Task set —
A. In the interview with the Baltimore EMT, which company does Hill work for?
B. From the interview with the Baltimore EMT, reproduce everything from "What’s it like" down to "to be heard.".
C. Pick up the interview with the Baltimore EMT after its final sentence and continue it.

Extract provided —
━━━━━━━━━━━━━━━━

Sydney Bennett Hill, 35, has one of the most draining jobs in Baltimore. He lives in Calvert County but works in Baltimore for American Medical Response, an ambulance company. Hill also volunteers with his local firehouse EMT. In his free time he enjoys fishing and collecting fire department related patches from different places or departments. YSK interviews are condensed for space.
What’s it like being an EMT in Baltimore?
Call-wise, we don’t handle the homicides as much — the city covers gunshots and violence.
We take care of the other end, after they go to the hospital. I take them to rehab facilities or back home, or between both. I do see patients when they’re brought in, and it can be very — I guess moving, but mostly hard. There’s a lot of young victims because of the environment. I believe everyone has the capability to get out of where they are, [yet] I see it every day.
I try to talk to everyone I transport. I find out about them not just to do my job but to bean ear for them. Sometimes they just want to be heard.
Working in Baltimore, I speak to people from all different backgrounds. I had a gentleman who I was transporting to a rehab facility in Pennsylvania. A car had been shooting at him. He was alive but had internal injuries. He said he didn’t know where he was going from that point on in life. So — I don’t normally do this — but I just said, “Do you mind if I pray with you?” and the guy looked at me and was like, “I would greatly appreciate that.”
Why are you an EMT?
As a kid I had a big thing with fire departments, and even today riding firetrucks, I still get excited thinking, “This is so cool!” I’m like a little kid.
Mostly, I always wanted to be helpful. It’s a higher calling — higher than myself.
There’s times where I’m in the back of cars talking to somebody who just had a severe traumatic event happen to them, and we’re both covered under this sheet while the guys are banging around outside. I talk with them to get their medical history, but also to get their mind off it. They come out and say, “It wasn’t that scary because you were there.”

━━━━━━━━━━━━━━━━

Data section —
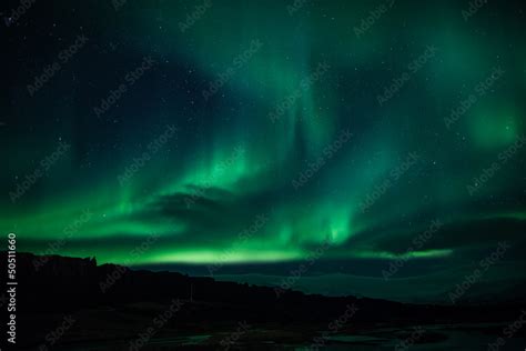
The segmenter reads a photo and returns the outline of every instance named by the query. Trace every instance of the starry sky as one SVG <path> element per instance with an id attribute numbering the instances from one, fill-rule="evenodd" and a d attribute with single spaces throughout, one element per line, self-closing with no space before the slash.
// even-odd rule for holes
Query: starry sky
<path id="1" fill-rule="evenodd" d="M 310 273 L 402 260 L 453 287 L 506 242 L 485 279 L 524 279 L 520 1 L 19 8 L 0 13 L 19 250 L 284 275 L 318 250 Z"/>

━━━━━━━━━━━━━━━━

Exercise responses —
A. American Medical Response, an ambulance company.

B.
What’s it like being an EMT in Baltimore?
Call-wise, we don’t handle the homicides as much — the city covers gunshots and violence.
We take care of the other end, after they go to the hospital. I take them to rehab facilities or back home, or between both. I do see patients when they’re brought in, and it can be very — I guess moving, but mostly hard. There’s a lot of young victims because of the environment. I believe everyone has the capability to get out of where they are, [yet] I see it every day.
I try to talk to everyone I transport. I find out about them not just to do my job but to bean ear for them. Sometimes they just want to be heard.

C.
I also got to bring in a new life at the end of last year. I got to deliver a baby. That was a turning point where I decided, all the bad stuff I saw? This is worth it.
How do you manage “the bad stuff”?
This is a big one for me, as a medical provider, firefighter, and EMT.
I consider my personal faith and my family. That includes my fire department family. If I had a bad call, I talk to them about it. But I don’t think the bad calls ever go away. They just get easier with time and talking. Also, not just me but some of the others, we have counselors.
How has being an EMT been affected by COVID-19?
There’s a lot more safety precautions. I’ve transported about half a dozen COVID patients, two or three I took to a residence to be isolated. We wear a surgical mask with a respirator, an isolation gown, the nurses are equipped, and there are more regulations to follow.
If I told you I wasn’t scared I’d be lying. But we have a job to do.
What does your Jewish identity mean to you?
It’s more of a family thing. I’m not a practicing strict Jew. I love bacon, I’ll put that out there. The others make fun of me for it, jokingly. When I say I’m Jewish, it refers to my history. I do try to follow certain holidays based on how I was raised. I have people say I’m not Jewish, I’m Jew-ish. [But] I’ve never come across [gate-keeping]. I’ve never come across a Jew who tells me I’m not Jewish. There are different sides to a religion. But I do believe in a God, and that everything happens for a reason.